Collected data:
* * * * * * * * *
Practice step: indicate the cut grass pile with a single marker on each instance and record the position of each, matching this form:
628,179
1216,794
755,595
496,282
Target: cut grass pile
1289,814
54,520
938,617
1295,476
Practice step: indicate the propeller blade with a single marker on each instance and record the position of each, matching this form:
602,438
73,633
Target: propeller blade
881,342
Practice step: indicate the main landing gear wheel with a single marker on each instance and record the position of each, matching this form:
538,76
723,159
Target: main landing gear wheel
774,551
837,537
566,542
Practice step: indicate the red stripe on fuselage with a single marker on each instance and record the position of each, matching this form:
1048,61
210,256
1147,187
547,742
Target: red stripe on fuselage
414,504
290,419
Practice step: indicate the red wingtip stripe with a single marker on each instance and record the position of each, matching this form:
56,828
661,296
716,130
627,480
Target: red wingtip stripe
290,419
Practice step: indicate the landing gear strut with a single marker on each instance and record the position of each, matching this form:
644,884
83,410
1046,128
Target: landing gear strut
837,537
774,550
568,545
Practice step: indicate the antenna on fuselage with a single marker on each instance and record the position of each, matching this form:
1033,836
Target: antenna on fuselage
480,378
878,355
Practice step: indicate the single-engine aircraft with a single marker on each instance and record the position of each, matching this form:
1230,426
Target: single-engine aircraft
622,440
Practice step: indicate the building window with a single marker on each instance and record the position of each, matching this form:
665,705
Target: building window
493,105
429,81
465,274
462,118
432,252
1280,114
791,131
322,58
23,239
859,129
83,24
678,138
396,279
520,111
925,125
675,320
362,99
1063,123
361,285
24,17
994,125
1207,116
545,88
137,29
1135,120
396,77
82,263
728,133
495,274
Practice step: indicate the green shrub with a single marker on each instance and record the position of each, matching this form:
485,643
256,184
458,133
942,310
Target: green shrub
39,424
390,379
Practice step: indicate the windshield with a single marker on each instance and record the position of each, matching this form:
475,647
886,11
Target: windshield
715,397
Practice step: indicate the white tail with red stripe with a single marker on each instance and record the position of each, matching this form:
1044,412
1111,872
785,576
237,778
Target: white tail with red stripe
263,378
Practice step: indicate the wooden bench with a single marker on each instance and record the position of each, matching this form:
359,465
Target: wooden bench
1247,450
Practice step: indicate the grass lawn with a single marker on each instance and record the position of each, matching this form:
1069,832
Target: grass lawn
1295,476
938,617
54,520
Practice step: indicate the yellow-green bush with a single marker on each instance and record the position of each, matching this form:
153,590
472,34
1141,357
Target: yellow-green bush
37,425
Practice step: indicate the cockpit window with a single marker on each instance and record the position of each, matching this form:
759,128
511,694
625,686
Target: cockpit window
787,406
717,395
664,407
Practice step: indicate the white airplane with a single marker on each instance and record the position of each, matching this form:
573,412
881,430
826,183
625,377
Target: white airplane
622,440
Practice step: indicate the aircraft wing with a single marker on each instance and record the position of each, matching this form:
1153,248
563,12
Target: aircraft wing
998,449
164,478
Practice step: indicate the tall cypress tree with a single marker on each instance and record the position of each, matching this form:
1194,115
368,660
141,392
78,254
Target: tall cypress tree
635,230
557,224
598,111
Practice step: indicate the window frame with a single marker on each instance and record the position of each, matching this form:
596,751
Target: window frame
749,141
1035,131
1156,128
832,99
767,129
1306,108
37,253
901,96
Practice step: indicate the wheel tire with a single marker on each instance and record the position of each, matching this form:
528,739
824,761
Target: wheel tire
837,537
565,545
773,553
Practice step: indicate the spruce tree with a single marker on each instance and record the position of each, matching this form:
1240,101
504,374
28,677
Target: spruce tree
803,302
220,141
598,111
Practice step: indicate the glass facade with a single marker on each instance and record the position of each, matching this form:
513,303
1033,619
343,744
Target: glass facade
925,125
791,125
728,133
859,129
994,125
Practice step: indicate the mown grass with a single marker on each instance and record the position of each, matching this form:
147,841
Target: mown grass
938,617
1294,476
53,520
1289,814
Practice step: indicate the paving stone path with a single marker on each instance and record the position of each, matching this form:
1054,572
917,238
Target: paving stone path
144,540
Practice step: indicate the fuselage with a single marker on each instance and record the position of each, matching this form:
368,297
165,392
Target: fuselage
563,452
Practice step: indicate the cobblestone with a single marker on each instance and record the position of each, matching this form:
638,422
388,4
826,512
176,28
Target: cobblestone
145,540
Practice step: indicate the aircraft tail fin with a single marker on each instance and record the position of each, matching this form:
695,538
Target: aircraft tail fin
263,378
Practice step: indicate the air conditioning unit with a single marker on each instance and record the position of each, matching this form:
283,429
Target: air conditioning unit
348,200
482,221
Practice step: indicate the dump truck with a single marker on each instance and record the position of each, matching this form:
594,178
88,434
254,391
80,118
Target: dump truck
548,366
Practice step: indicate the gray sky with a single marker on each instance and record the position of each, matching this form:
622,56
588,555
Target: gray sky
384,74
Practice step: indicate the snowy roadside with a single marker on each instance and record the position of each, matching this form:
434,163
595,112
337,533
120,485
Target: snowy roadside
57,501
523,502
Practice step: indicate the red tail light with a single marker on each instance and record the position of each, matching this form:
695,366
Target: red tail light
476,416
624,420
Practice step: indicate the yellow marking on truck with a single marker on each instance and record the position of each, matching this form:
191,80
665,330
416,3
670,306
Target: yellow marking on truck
* * * * * * * * *
Copy all the records above exactly, missing none.

Practice step: indicate the cut grass pile with a single marker on each instance and record the position of each, matching this form:
628,179
1216,794
755,595
496,282
Target: cut grass pile
1289,814
54,520
938,617
1295,476
Practice step: indicate the propeller blade with a single marker on each instance and record the position of each, matching this form:
602,438
73,633
Target: propeller blade
881,342
Practice step: indicate the main landing gear wheel with a single marker on each instance and record the position of each, matching this form:
538,76
723,159
Target: main landing gear wheel
774,551
837,537
566,542
Practice step: indicate the red stripe on fuselage with a single marker on each instance and record the position of each, matching this form:
1048,61
210,256
1147,187
547,742
Target: red stripe on fuselage
414,504
290,419
Practice step: indicate the red wingtip stripe with a single marker on each instance and record the position of each, matching this form:
56,828
661,296
716,130
627,480
Target: red wingtip stripe
290,419
Practice step: indicate the landing gear strut with a single marker on each instance and record the position of each, matching this form:
644,884
83,410
1046,128
Target: landing gear strut
837,537
774,550
568,545
Practice step: indicate the antenna on fuselage with a single marker on each instance and record the position of each, matching this form:
1033,836
Target: antenna on fuselage
480,378
878,355
Practice step: indicate the single-engine aircraft with a single marker on each instance and record the position of each, matching this form:
1230,426
Target: single-engine aircraft
622,440
Practice step: indicate the building window with a single marker on each instance and record the position of each, matching this form:
665,705
Target: building window
493,105
429,81
465,274
462,118
432,252
1280,114
791,131
322,58
23,239
859,129
83,24
678,138
396,279
520,111
925,125
675,320
362,99
1063,123
361,285
24,17
994,125
1207,116
545,88
137,29
1135,120
396,77
82,263
728,133
495,274
Practice step: indicate the green shrub with a single marker on each instance and record the position of each, matching this form:
485,643
256,184
458,133
942,310
Target: green shrub
39,424
390,379
Practice step: indicate the windshield with a single marker on each instance and record the position of each, matching this form:
475,647
886,11
Target: windshield
715,397
Practice step: indicate the white tail with red stripe with a single marker on each instance and record the position of each, matching this form:
1044,412
1111,872
785,576
237,778
Target: white tail with red stripe
263,378
Practice step: indicate the wooden bench with a single marker on each instance and record the position of each, matching this form:
359,465
Target: wooden bench
1247,450
Practice step: indicate the grass lawn with a single marker on each instance and record the position of each, matching this form:
1069,832
Target: grass lawn
1295,476
938,617
54,520
Practice step: indicate the yellow-green bush with a single marker on each instance and record the position of each, matching this form:
153,590
472,34
1141,357
Target: yellow-green bush
37,425
Practice step: indicate the cockpit window with a single marker on each instance and record the position of each, matching this form:
759,128
511,694
625,686
Target: cockpit window
787,406
717,395
664,407
Practice step: indicate the white airplane with a single marker on each instance and record the position of each, matching this form:
573,412
881,430
826,183
625,377
Target: white airplane
622,440
Practice step: indicate the aircraft wing with a single marker on each instance and record the position of each, matching this form:
1153,248
563,12
Target: aircraft wing
998,449
164,478
Practice step: indicate the tall cypress tree with a single marker on each instance and record the position of each, matching this form:
1194,115
368,660
141,392
78,254
Target: tall cypress tree
635,230
557,224
598,111
Practice step: indicate the window frame with a single marker on each instance and record the position of each, matching this form:
596,751
Target: window frame
749,141
1035,131
1156,128
832,99
767,129
1306,108
37,253
901,96
Practice step: indicate the wheel tire with a single marker on each instance and record the position of each, matching this form:
528,739
824,761
Target: wheel tire
837,537
565,545
773,553
Practice step: indicate the spruce tree with a single marker on each instance and record the position of each, matching this form:
1240,101
504,374
28,677
Target: spruce tree
803,302
220,141
598,111
Practice step: indicate the glass facade with a single marker on each instance and record the position of each, matching this form:
513,303
1033,619
343,744
Target: glass facade
925,125
791,125
728,133
859,129
994,125
Practice step: indicate the mown grass with a single marker on each instance and record the position of each, matching this form:
147,841
Target: mown grass
938,617
1294,476
53,520
1289,814
Practice step: indicate the paving stone path with a single marker on each instance and record the position of each, matching this form:
1054,572
917,238
Target: paving stone path
144,540
Practice step: indicate the fuselage with a single marker on each instance and record the position of each, matching this form:
368,297
165,392
Target: fuselage
563,452
Practice step: indicate the cobblestone with a single marker on each instance and record the position of each, matching this form:
638,422
388,4
826,512
176,28
Target: cobblestone
145,540
Practice step: indicate the aircraft tail fin with a single marker on each instance and record the position of each, matching this form:
695,538
Target: aircraft tail fin
263,378
Practice step: indicate the air conditioning unit with a single marker on each instance and record the position of each, matching this form:
283,429
Target: air conditioning unit
348,200
482,221
Practice step: indicate the dump truck with a single marker on each instance and record the position of each, matching this form:
594,178
88,434
254,391
80,118
Target: dump truck
548,366
Practice step: indicate the gray sky with a single marker on each instance and record the position of each, matching this form:
622,56
588,555
Target: gray sky
384,74
Practice step: indicate the snowy roadside with a single marker on each instance and record the position of each, matching this form:
434,163
595,112
337,533
120,485
Target: snowy roadside
57,501
523,502
Practice step: indicate the red tail light with a single marker on each instance and record the position of each, matching this form:
695,366
Target: red tail light
476,416
624,420
Practice step: indicate the yellow marking on truck with a single marker on each instance and record the position of each, matching this form:
191,80
665,330
416,3
670,306
Target: yellow marking on truck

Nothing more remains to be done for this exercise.